_Instructions for the task_:
Arrange the lines below, from the line with "Find the sunlit" to the line with "[[[0,119],[0,169],[256,169],[255,120],[188,121]]]", as a two-column CSV with the header text,answer. Give one row per outline list, with the wording in one quoted field and its outline in the other, line breaks replaced by spaces, and leave the picture out.

_Items_:
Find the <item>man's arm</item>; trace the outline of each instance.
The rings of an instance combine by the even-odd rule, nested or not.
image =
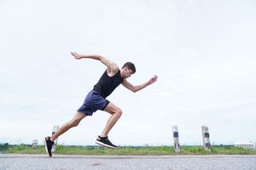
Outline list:
[[[108,70],[107,70],[108,75],[110,76],[115,75],[119,70],[119,66],[114,62],[113,62],[101,55],[96,55],[96,54],[84,55],[84,54],[79,54],[76,52],[71,52],[71,54],[76,60],[87,58],[87,59],[93,59],[93,60],[101,61],[103,65],[105,65],[108,67]]]
[[[154,76],[152,78],[150,78],[148,82],[137,85],[137,86],[134,86],[131,83],[130,83],[126,79],[124,79],[123,82],[123,86],[125,86],[126,88],[128,88],[129,90],[136,93],[144,88],[146,88],[147,86],[153,84],[154,82],[155,82],[157,81],[157,76]]]

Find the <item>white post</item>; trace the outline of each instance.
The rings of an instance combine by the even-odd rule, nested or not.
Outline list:
[[[210,134],[208,127],[201,127],[202,138],[203,138],[203,145],[207,151],[211,151],[211,144],[210,144]]]
[[[172,133],[173,133],[173,140],[174,140],[174,151],[176,153],[179,153],[180,149],[179,149],[179,143],[178,143],[177,126],[172,126]]]
[[[51,134],[53,135],[57,130],[59,129],[58,125],[55,125],[52,128],[52,133]],[[58,142],[58,138],[55,140],[55,144],[52,145],[51,151],[55,152],[57,149],[57,142]]]

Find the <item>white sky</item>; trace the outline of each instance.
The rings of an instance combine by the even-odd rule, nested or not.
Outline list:
[[[253,0],[1,0],[0,143],[31,144],[71,119],[105,70],[71,51],[137,65],[133,94],[109,134],[120,145],[256,142],[256,3]],[[108,115],[97,111],[59,138],[94,144]]]

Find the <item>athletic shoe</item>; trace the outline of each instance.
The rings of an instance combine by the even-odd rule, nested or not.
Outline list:
[[[101,136],[99,136],[97,138],[96,143],[97,144],[100,144],[102,146],[105,146],[105,147],[108,147],[108,148],[117,149],[117,146],[114,145],[113,144],[112,144],[109,141],[109,139],[108,139],[108,136],[107,137],[101,137]]]
[[[50,141],[50,138],[45,137],[44,138],[44,146],[45,146],[45,150],[49,154],[49,156],[51,156],[51,149],[52,145],[55,144],[54,142]]]

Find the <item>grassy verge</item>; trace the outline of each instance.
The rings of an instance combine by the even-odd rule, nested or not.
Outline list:
[[[181,146],[181,153],[174,153],[173,146],[132,147],[119,146],[117,150],[97,146],[59,145],[59,155],[113,155],[113,156],[166,156],[166,155],[256,155],[256,149],[243,149],[234,146],[212,146],[212,151],[205,151],[202,146]],[[31,145],[8,145],[2,153],[45,154],[44,146],[32,149]]]

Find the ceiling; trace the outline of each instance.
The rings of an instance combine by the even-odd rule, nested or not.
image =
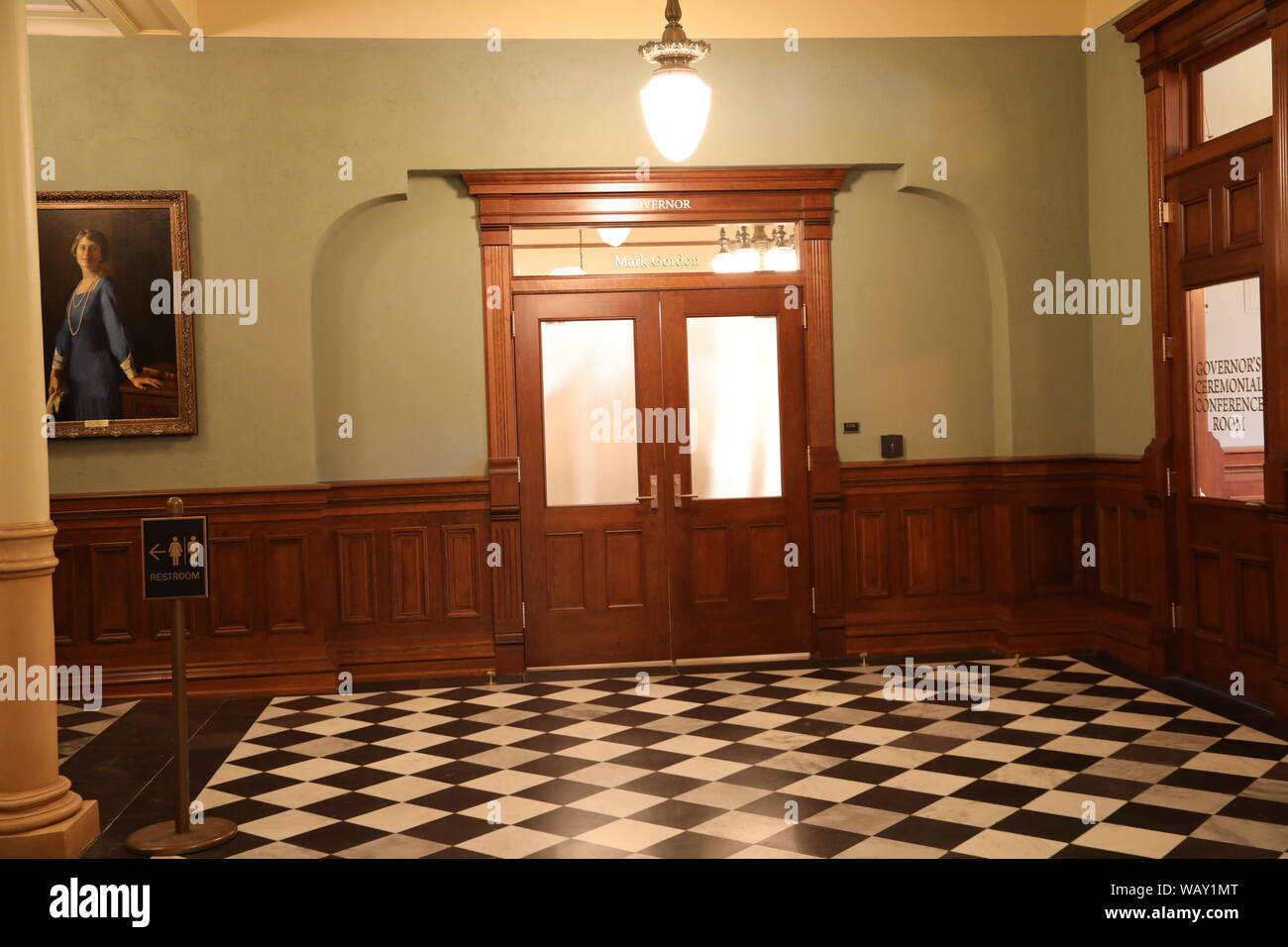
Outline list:
[[[630,39],[661,33],[663,0],[26,0],[59,36]],[[694,39],[1074,36],[1132,0],[685,0]]]

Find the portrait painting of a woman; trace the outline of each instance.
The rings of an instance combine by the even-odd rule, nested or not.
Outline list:
[[[184,280],[184,191],[36,195],[45,430],[54,442],[197,432],[192,316],[158,308]]]
[[[130,336],[117,309],[116,286],[104,274],[111,253],[111,244],[98,231],[81,231],[72,241],[71,254],[80,267],[81,280],[67,300],[67,318],[54,341],[49,367],[50,408],[63,420],[120,417],[122,376],[139,389],[161,387],[156,379],[134,370]],[[66,406],[62,405],[64,398]]]

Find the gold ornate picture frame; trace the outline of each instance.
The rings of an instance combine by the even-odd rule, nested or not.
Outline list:
[[[188,192],[39,193],[36,229],[53,439],[196,434]]]

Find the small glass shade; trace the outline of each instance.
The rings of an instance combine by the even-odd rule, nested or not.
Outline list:
[[[630,227],[600,227],[599,238],[609,246],[621,246],[630,236]]]

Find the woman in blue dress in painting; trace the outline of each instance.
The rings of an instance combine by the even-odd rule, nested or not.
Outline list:
[[[116,286],[103,274],[111,244],[99,231],[81,231],[72,241],[81,281],[67,300],[67,318],[54,341],[49,397],[66,398],[64,421],[115,420],[121,416],[121,378],[135,388],[160,388],[134,371],[130,336],[116,307]],[[55,408],[57,410],[57,408]]]

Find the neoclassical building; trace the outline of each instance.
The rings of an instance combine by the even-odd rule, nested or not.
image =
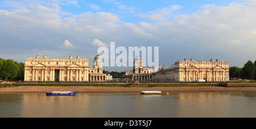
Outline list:
[[[153,82],[225,82],[229,80],[228,61],[217,59],[213,61],[184,59],[177,61],[172,68],[160,69],[153,73]]]
[[[142,66],[142,61],[139,53],[133,61],[133,70],[125,71],[123,81],[150,82],[152,80],[153,68]]]
[[[51,59],[44,56],[25,59],[24,81],[42,82],[103,82],[102,60],[97,53],[94,66],[89,68],[88,59],[77,56],[73,59]]]

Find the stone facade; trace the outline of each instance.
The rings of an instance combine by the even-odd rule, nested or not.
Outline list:
[[[217,59],[213,61],[177,61],[172,68],[153,73],[154,82],[226,82],[229,80],[229,63]]]
[[[142,61],[139,53],[133,61],[133,70],[125,71],[125,76],[123,81],[150,82],[152,80],[153,68],[142,66]]]
[[[51,59],[44,56],[25,59],[24,81],[34,82],[88,82],[105,81],[102,73],[101,59],[98,53],[94,65],[89,68],[88,59],[77,56],[73,59]]]

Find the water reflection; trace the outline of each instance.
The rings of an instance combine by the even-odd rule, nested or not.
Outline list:
[[[0,94],[0,117],[255,117],[255,92]]]

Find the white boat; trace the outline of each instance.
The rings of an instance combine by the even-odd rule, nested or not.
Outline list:
[[[144,95],[159,95],[161,94],[161,91],[142,91],[141,94]]]

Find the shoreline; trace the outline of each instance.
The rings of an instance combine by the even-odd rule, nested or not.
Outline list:
[[[256,87],[122,87],[122,86],[22,86],[0,88],[0,93],[45,93],[52,91],[77,91],[84,93],[97,92],[141,92],[143,90],[157,90],[162,92],[177,91],[255,91]]]

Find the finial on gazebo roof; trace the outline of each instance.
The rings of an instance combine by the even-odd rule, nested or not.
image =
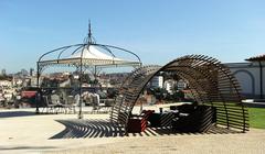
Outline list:
[[[91,20],[89,20],[89,22],[88,22],[88,43],[92,44]]]
[[[262,62],[262,61],[265,61],[265,54],[263,55],[258,55],[258,56],[253,56],[253,57],[250,57],[245,61],[250,61],[250,62]]]

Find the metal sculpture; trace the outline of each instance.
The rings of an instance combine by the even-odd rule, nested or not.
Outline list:
[[[128,129],[128,119],[137,99],[150,79],[161,72],[172,72],[189,81],[199,105],[216,108],[216,124],[227,129],[248,130],[246,108],[241,103],[240,85],[230,69],[218,59],[188,55],[163,67],[145,66],[134,70],[124,81],[110,113],[113,123]]]

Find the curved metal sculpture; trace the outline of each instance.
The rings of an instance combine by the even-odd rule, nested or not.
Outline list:
[[[163,67],[145,66],[134,70],[124,81],[113,107],[110,120],[127,130],[128,119],[139,95],[160,72],[173,72],[189,81],[199,105],[216,108],[216,123],[227,129],[248,130],[247,110],[241,103],[240,85],[230,69],[218,59],[203,55],[177,58]]]

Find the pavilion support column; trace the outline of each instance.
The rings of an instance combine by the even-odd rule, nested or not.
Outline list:
[[[259,64],[259,87],[261,87],[259,98],[263,99],[263,66],[261,61],[258,61],[258,64]]]
[[[35,99],[35,107],[36,107],[36,110],[35,110],[35,113],[39,114],[40,113],[40,110],[39,110],[39,105],[40,105],[40,66],[39,66],[39,62],[36,62],[36,87],[38,87],[38,94],[36,94],[36,99]]]
[[[80,112],[78,112],[78,119],[83,119],[83,112],[82,112],[83,89],[82,89],[82,84],[83,84],[83,51],[82,51],[82,54],[81,54],[81,65],[80,65]]]

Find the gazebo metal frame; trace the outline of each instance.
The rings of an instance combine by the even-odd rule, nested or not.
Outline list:
[[[89,46],[96,46],[100,50],[104,50],[106,53],[108,53],[113,59],[86,59],[83,58],[83,54],[84,54],[84,48],[86,47],[89,51]],[[114,54],[113,51],[118,51],[118,52],[124,52],[124,53],[128,53],[130,55],[132,55],[136,61],[115,61],[116,55]],[[66,52],[72,52],[71,55],[74,55],[77,52],[81,52],[81,56],[80,57],[74,57],[74,58],[62,58],[62,55]],[[44,57],[46,57],[50,54],[54,54],[57,53],[57,57],[55,59],[44,59]],[[94,64],[95,63],[95,64]],[[131,67],[140,67],[141,66],[141,59],[140,57],[135,54],[131,51],[121,48],[121,47],[117,47],[114,45],[105,45],[105,44],[97,44],[94,41],[94,37],[92,36],[92,30],[91,30],[91,23],[88,25],[88,35],[85,38],[85,43],[83,44],[74,44],[74,45],[68,45],[68,46],[63,46],[50,52],[44,53],[43,55],[40,56],[40,58],[36,62],[36,87],[39,90],[41,90],[41,85],[40,85],[40,78],[41,75],[43,73],[43,70],[46,67],[50,66],[67,66],[67,67],[76,67],[76,70],[78,72],[78,78],[80,78],[80,85],[78,85],[78,89],[80,89],[80,96],[82,96],[83,92],[83,88],[82,88],[82,84],[83,84],[83,74],[84,70],[86,68],[89,67],[95,67],[95,68],[103,68],[103,67],[117,67],[117,66],[131,66]],[[40,94],[40,91],[39,91]],[[39,99],[40,101],[40,99]],[[36,113],[40,113],[39,108],[40,108],[40,102],[36,102]],[[80,112],[78,112],[78,118],[82,119],[83,114],[82,114],[82,97],[80,99]]]

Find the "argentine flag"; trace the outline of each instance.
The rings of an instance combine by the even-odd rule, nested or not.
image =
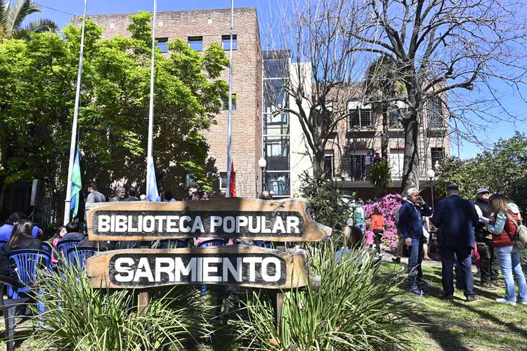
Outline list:
[[[72,197],[70,209],[73,210],[73,218],[77,216],[79,211],[79,199],[81,189],[81,155],[79,153],[79,147],[77,148],[75,160],[73,161],[73,170],[72,171]]]
[[[158,197],[154,159],[149,157],[146,165],[146,198],[148,201],[155,201]]]

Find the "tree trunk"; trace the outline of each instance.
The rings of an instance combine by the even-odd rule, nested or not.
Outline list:
[[[404,130],[405,156],[401,185],[403,192],[410,187],[419,189],[419,124],[417,115],[412,116],[409,120],[405,121]]]
[[[382,109],[382,134],[381,135],[381,157],[385,164],[388,163],[388,142],[389,141],[388,119],[388,107],[386,106]]]
[[[317,147],[317,150],[315,150],[314,173],[324,171],[324,154],[323,147]]]

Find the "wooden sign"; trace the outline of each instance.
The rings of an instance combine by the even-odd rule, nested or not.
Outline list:
[[[319,241],[331,228],[309,216],[301,199],[233,197],[176,202],[113,202],[91,206],[90,240],[146,241],[228,237],[273,241]]]
[[[101,252],[86,261],[93,288],[222,284],[264,289],[304,286],[306,252],[245,245]]]

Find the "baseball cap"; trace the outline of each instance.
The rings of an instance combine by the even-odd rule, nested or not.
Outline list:
[[[482,192],[489,192],[488,189],[487,189],[486,187],[480,187],[479,189],[478,189],[477,190],[476,190],[476,195],[479,195]]]

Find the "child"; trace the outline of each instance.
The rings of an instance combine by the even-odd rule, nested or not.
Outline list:
[[[53,249],[51,251],[51,263],[53,265],[56,265],[58,263],[58,258],[56,258],[55,257],[55,253],[56,249],[57,249],[57,244],[58,242],[63,239],[64,236],[66,234],[67,231],[66,230],[66,227],[64,225],[60,226],[58,228],[57,228],[57,230],[55,232],[55,236],[53,237],[53,241],[51,245],[53,246]]]

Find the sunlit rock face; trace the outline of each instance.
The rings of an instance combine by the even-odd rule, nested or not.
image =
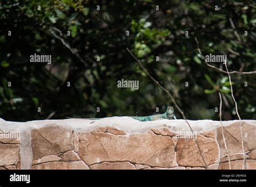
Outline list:
[[[0,119],[0,169],[256,169],[255,120],[188,121]]]

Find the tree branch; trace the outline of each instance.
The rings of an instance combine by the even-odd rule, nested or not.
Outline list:
[[[146,74],[147,75],[147,76],[153,81],[154,82],[157,84],[157,85],[160,88],[161,88],[163,90],[164,90],[167,95],[168,96],[169,96],[169,97],[171,98],[171,99],[172,99],[173,103],[174,103],[174,104],[175,105],[175,106],[176,107],[176,108],[178,109],[179,112],[180,113],[180,114],[181,114],[181,116],[183,116],[183,119],[185,119],[185,120],[186,121],[186,123],[187,123],[187,125],[188,126],[190,130],[191,131],[191,132],[192,133],[192,134],[193,134],[193,130],[191,127],[191,126],[190,125],[190,124],[188,123],[188,121],[187,121],[187,118],[186,118],[186,117],[184,115],[184,113],[181,111],[181,110],[180,109],[180,108],[179,107],[179,106],[178,105],[178,104],[177,104],[176,102],[175,101],[174,99],[173,98],[173,97],[172,96],[172,95],[170,93],[169,91],[168,91],[167,90],[166,90],[165,88],[164,88],[164,87],[163,87],[158,82],[158,81],[157,81],[157,80],[156,80],[151,75],[150,75],[150,74],[149,73],[149,71],[147,71],[147,70],[143,66],[143,65],[142,65],[140,61],[133,54],[132,54],[132,53],[129,50],[129,48],[126,48],[126,49],[127,51],[128,51],[128,52],[129,52],[129,53],[131,54],[131,55],[132,55],[132,56],[139,63],[139,66],[142,67],[142,68],[144,70],[145,72],[146,72]],[[198,142],[197,141],[197,139],[194,139],[194,140],[196,141],[196,143],[197,145],[197,146],[199,150],[199,153],[200,153],[200,155],[201,156],[201,157],[202,157],[202,159],[203,159],[203,161],[204,162],[204,163],[205,164],[205,168],[206,169],[208,169],[208,166],[206,164],[206,162],[205,160],[205,159],[203,155],[203,153],[202,153],[202,152],[201,150],[201,149],[200,148],[200,147],[199,147],[199,145],[198,143]]]
[[[205,59],[205,57],[203,55],[202,53],[201,52],[201,50],[200,50],[200,48],[199,48],[199,42],[198,42],[198,41],[197,40],[197,38],[195,38],[194,39],[196,40],[196,41],[197,42],[197,49],[198,50],[198,52],[200,54],[200,55],[201,55],[201,57],[203,57],[203,58],[204,59],[204,60],[205,61],[205,62],[206,63],[207,66],[208,67],[210,67],[212,68],[213,68],[220,72],[221,72],[221,73],[225,73],[225,74],[256,74],[256,71],[249,71],[249,72],[241,72],[241,71],[231,71],[231,72],[229,72],[229,73],[227,73],[227,71],[224,70],[222,70],[221,69],[219,69],[219,68],[218,68],[217,67],[215,67],[215,66],[212,66],[212,65],[210,65],[208,63],[208,62],[206,61],[206,59]]]

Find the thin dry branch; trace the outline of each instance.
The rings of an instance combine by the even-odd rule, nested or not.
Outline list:
[[[220,125],[221,126],[222,137],[223,138],[223,141],[224,142],[225,149],[226,149],[226,150],[227,153],[227,158],[228,159],[228,165],[230,166],[230,169],[231,169],[231,163],[230,162],[230,154],[228,154],[228,152],[227,147],[227,143],[226,143],[226,139],[225,139],[225,136],[224,136],[224,131],[223,131],[223,125],[222,125],[222,120],[221,120],[222,98],[221,98],[221,95],[220,94],[220,92],[219,92],[219,96],[220,96]]]
[[[58,28],[57,28],[56,27],[54,27],[54,28],[53,28],[53,29],[54,29],[55,30],[58,31],[59,32],[59,33],[60,34],[60,35],[62,35],[62,33],[61,33],[60,31],[59,30],[58,30]],[[67,48],[68,48],[69,51],[70,51],[70,52],[72,54],[73,54],[76,56],[77,56],[77,58],[81,62],[82,62],[85,65],[86,65],[87,66],[87,63],[81,57],[81,56],[78,53],[78,50],[77,49],[71,48],[70,47],[70,46],[67,42],[66,42],[63,38],[60,38],[58,35],[57,35],[56,33],[55,33],[55,32],[54,32],[54,31],[51,28],[50,28],[49,30],[49,31],[50,31],[50,32],[53,35],[53,37],[55,37],[57,39],[59,39],[62,42],[62,43]]]
[[[164,90],[167,95],[168,96],[169,96],[169,97],[171,98],[171,99],[172,99],[173,103],[174,103],[174,104],[175,105],[175,106],[178,109],[178,110],[179,111],[179,112],[180,113],[180,114],[181,114],[182,117],[183,117],[183,119],[185,119],[185,120],[186,121],[186,123],[187,123],[187,125],[188,125],[188,127],[190,129],[190,131],[191,131],[191,132],[192,133],[192,134],[193,134],[193,130],[191,127],[191,126],[190,125],[190,124],[188,123],[188,121],[187,121],[187,118],[186,118],[186,117],[184,115],[184,113],[181,111],[181,110],[180,109],[180,108],[179,107],[179,106],[178,105],[178,104],[177,104],[176,102],[175,101],[174,99],[173,98],[173,97],[172,96],[172,95],[170,93],[169,91],[168,91],[167,90],[166,90],[165,88],[164,88],[164,87],[163,87],[158,82],[158,81],[157,81],[157,80],[156,80],[151,75],[150,75],[150,74],[149,73],[149,71],[147,71],[147,70],[143,66],[143,65],[142,65],[140,61],[133,54],[132,54],[132,53],[129,50],[129,48],[126,48],[126,49],[127,51],[128,51],[128,52],[129,52],[129,53],[131,54],[131,55],[139,63],[139,66],[142,67],[142,68],[144,70],[145,72],[146,72],[146,74],[147,75],[147,76],[153,81],[154,82],[157,84],[157,85],[160,88],[161,88],[163,90]],[[198,142],[197,141],[197,139],[194,139],[194,140],[196,142],[196,143],[197,145],[197,146],[198,148],[198,150],[199,151],[199,153],[200,153],[200,155],[201,156],[201,157],[202,157],[202,159],[203,159],[203,161],[204,162],[204,163],[205,164],[205,168],[206,169],[208,169],[208,166],[206,164],[206,162],[205,161],[205,160],[204,157],[204,156],[203,155],[203,153],[202,153],[202,152],[201,150],[201,149],[200,148],[200,147],[199,147],[199,145],[198,143]]]
[[[227,61],[225,62],[225,66],[226,67],[226,69],[227,70],[227,75],[228,75],[228,79],[230,80],[230,88],[231,89],[231,95],[232,96],[233,100],[234,100],[234,103],[235,105],[235,112],[237,113],[237,115],[238,117],[238,118],[239,119],[240,133],[241,134],[241,140],[242,142],[242,154],[244,155],[244,161],[242,162],[242,169],[244,169],[245,166],[245,149],[244,148],[244,139],[242,138],[242,123],[241,121],[241,118],[240,117],[239,113],[238,113],[238,109],[237,109],[237,102],[235,101],[235,99],[234,97],[234,94],[233,93],[233,87],[232,87],[232,83],[231,82],[231,77],[230,76],[230,74],[228,73],[228,69],[227,69]]]
[[[201,50],[200,50],[200,48],[199,48],[199,42],[198,42],[198,41],[197,40],[197,38],[195,38],[194,39],[196,40],[196,41],[197,42],[197,49],[198,50],[198,52],[199,53],[200,55],[201,55],[201,56],[204,59],[204,60],[205,61],[205,62],[206,63],[207,66],[208,67],[210,67],[212,68],[213,68],[220,72],[221,72],[221,73],[225,73],[225,74],[256,74],[256,71],[248,71],[248,72],[241,72],[241,71],[231,71],[231,72],[229,72],[228,73],[224,70],[222,70],[221,69],[219,69],[219,68],[218,68],[217,67],[215,67],[215,66],[212,66],[212,65],[210,65],[208,63],[208,62],[206,61],[206,59],[205,59],[205,56],[204,56],[202,54],[202,53],[201,52]]]
[[[232,28],[234,30],[234,34],[235,35],[235,37],[237,37],[238,41],[240,42],[242,40],[241,40],[241,38],[240,38],[239,35],[237,33],[237,30],[235,30],[235,27],[234,26],[234,23],[233,23],[232,19],[231,18],[230,18],[228,20],[230,20],[230,24],[231,25],[231,26],[232,27]]]

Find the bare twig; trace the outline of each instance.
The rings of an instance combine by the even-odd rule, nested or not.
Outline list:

_Response_:
text,answer
"Find the sunlit rock face; trace the outline of each instance. The rings of an instance combine by the even-odd rule, nested or not. image = Outline list:","[[[0,119],[0,169],[256,169],[255,120],[188,121]]]"